RECORDS SHOWN>
Content starts
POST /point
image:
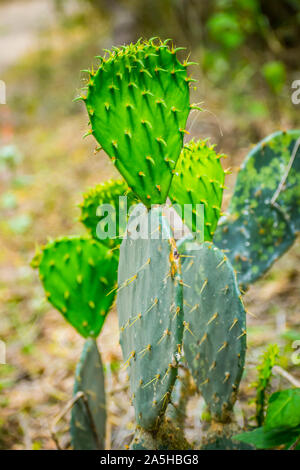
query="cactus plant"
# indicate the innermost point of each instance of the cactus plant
(150, 313)
(172, 298)
(215, 334)
(88, 419)
(78, 274)
(199, 179)
(264, 214)
(138, 104)
(112, 196)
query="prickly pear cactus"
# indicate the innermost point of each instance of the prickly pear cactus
(114, 197)
(215, 333)
(88, 418)
(168, 437)
(138, 103)
(150, 313)
(264, 213)
(78, 274)
(199, 179)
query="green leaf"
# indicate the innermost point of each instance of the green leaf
(268, 439)
(284, 409)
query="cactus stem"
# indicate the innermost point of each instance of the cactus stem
Content ends
WHAT NEEDS TO BE DONE> Looking at the listing above, count every line in which the string "stem" appears, and give only that count.

RESPONSE TO THIS EXERCISE> 2